*Exercise 1*
Pull out every line of the rows below that contains the string "shirt", matching case exactly.

Start Reading passage

Friday, January 17, 2014

Tune In: Lewisohn Makes His Mark

Tonight I finished my comparative reading of the long two-volume version of Mark Lewisohn's unprecedented Beatles biography part one, Tune In, which follows the Beatles through the end of 1962. The one-volume edition is a remarkable biographical work in itself, but the massive two volume set (currently published in the UK only, so you'll  have to get it through an import source) is even more packed--longer interviews, more detailed quotes, etc. It's an eye-opening biography, the first of its kind as far as the Beatles are concerned: no one has gone to such effort to actually research the "facts" that Beatles fans have known for years, and as a result Lewisohn is able to disprove some points about Beatles history, setting the record straight and clarifying things. (For instance, the old saw that Pete Best was a great drummer who was dropped because Paul was jealous of the attention he got: time and again, people point out that Best was a workmanlike drummer who had basically one unvarying pattern, and producer George Martin was particularly unimpressed by his skills. Ringo was a much better drummer, and he fit in much better with the group. Or the myth that Stu Sutcliffe was such a bad bassist that he turned his back to the audience to hide the fact that he wasn't really playing at all; Sutcliffe wasn't great as a bassist, but he was an adequate player who improved rapidly, as did every member of the group. Or the tale that John Lennon watched his mother run down in front of him; in reality, she was hit by a car after a visit with John's Aunt Mimi, and John didn't find out about her death until later that day. Or the old saw that Brian Epstein ordered hundreds or thousands of copies of Beatles singles to boost their chart position; in reality, record charts in the UK at this time were ranked by the top 30 sellers reported in each store, so it wouldn't matter how many copies Epstein ordered, the record store he owned would still be just one store reporting their sales figures and would not have any influence over national sales rankings.)

Where Lewisohn really shines, though, is his ability to bring the Beatles to life as people; you get to know them as teenagers and early-twenty-something musicians who have to overcome setbacks before they achieve success. You see them progress from struggling local musicians to the polished professionals we know them to be. You get a full picture of their unpleasant experiences in Germany, and you can appreciate the Star Club recordings in perspective.

End Reading passage
Start Given data

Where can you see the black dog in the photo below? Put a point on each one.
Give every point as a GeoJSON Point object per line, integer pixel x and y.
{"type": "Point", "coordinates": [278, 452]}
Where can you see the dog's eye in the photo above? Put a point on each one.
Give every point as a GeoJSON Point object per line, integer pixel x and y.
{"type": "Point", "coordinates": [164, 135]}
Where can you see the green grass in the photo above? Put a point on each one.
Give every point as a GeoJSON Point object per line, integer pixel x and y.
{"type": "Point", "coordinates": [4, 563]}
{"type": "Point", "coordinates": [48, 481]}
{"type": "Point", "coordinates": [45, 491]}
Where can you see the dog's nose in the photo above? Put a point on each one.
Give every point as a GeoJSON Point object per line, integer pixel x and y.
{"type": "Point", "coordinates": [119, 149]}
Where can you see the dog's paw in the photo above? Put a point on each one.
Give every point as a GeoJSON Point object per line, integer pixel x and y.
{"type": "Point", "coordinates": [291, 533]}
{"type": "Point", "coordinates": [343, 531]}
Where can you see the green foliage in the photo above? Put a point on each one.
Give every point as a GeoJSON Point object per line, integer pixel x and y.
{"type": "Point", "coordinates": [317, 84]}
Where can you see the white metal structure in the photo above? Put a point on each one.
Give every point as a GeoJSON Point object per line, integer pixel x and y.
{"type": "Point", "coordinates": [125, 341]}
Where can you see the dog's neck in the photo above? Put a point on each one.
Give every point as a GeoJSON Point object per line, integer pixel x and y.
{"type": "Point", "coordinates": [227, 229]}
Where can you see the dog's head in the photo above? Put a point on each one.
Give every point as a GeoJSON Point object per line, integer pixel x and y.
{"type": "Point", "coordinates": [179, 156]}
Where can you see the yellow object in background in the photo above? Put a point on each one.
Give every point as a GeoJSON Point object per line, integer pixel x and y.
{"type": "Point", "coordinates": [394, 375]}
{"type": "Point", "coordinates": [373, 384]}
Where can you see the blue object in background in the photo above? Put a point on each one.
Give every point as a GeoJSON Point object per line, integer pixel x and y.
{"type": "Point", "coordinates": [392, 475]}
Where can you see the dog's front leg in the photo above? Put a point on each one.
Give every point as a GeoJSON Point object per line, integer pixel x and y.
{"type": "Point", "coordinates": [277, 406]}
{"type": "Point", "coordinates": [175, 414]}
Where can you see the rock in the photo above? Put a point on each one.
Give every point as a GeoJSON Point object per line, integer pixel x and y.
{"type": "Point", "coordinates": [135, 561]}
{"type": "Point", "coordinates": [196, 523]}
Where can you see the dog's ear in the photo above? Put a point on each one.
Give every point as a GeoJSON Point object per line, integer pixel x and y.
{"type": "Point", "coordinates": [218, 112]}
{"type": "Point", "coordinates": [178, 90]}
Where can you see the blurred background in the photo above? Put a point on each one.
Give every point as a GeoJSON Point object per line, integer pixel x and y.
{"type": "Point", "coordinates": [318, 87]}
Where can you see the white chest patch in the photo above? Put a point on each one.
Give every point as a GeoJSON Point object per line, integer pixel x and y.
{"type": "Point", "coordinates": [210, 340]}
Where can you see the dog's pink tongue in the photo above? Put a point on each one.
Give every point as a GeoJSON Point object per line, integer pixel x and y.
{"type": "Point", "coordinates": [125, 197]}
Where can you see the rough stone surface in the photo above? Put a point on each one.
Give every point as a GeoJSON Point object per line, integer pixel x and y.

End Given data
Start Given data

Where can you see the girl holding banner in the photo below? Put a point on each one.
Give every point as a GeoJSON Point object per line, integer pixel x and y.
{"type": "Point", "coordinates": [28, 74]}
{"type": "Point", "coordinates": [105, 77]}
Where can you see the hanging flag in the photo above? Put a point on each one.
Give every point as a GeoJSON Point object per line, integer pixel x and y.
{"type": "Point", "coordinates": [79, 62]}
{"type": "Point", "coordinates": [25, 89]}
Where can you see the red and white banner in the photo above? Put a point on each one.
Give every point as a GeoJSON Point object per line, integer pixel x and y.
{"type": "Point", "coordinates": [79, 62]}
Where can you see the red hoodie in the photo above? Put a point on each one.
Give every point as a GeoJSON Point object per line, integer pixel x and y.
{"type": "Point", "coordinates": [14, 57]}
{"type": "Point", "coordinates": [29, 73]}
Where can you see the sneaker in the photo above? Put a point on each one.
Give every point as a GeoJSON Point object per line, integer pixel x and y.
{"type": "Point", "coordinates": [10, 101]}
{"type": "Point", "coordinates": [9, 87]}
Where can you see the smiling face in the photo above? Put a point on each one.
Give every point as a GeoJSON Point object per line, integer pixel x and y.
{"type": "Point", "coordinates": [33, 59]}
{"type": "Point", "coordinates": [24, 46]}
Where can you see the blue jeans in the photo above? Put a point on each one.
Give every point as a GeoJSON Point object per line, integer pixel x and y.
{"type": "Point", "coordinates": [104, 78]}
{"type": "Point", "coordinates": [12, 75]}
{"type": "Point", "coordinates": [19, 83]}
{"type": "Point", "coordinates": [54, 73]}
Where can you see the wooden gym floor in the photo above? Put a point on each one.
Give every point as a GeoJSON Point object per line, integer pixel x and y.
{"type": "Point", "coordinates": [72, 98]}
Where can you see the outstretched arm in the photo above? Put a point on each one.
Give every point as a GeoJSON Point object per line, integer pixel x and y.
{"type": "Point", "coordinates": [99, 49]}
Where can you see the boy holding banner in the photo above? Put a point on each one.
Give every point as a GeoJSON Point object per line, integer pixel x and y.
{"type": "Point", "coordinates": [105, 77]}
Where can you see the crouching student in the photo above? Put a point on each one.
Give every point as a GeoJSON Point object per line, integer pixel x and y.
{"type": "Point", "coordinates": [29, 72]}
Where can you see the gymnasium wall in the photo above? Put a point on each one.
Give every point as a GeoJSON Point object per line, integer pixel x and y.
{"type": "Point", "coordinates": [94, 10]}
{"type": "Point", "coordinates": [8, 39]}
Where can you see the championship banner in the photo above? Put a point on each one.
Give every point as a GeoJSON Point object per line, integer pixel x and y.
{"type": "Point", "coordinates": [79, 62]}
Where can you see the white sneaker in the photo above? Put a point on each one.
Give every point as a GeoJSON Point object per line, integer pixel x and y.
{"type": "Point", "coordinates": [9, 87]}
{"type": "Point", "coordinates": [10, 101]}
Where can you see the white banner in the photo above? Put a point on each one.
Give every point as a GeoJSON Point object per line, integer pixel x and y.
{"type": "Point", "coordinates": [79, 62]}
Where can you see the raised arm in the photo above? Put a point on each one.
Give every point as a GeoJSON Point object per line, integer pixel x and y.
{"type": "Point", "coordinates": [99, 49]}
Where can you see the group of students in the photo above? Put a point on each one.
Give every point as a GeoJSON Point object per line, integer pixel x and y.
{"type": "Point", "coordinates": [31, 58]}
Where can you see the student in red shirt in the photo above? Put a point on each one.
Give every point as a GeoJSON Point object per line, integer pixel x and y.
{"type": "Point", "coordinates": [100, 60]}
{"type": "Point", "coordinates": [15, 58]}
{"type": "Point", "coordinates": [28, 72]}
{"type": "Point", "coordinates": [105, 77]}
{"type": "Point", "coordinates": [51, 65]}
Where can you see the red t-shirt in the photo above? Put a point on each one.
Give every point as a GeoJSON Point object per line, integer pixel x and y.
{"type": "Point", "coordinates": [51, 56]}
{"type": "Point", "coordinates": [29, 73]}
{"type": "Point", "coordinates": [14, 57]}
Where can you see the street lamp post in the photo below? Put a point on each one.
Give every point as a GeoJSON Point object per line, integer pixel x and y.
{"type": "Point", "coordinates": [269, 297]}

End Given data

*Exercise 2*
In the review of Tune In, through what point in time does the biography follow the Beatles?

*Final result 1*
Where can you see the student in red shirt in the photo above? Put a point on each one.
Where can you see the red t-shirt in the photo above? Put a point on each one.

*Final result 2*
Through the end of 1962.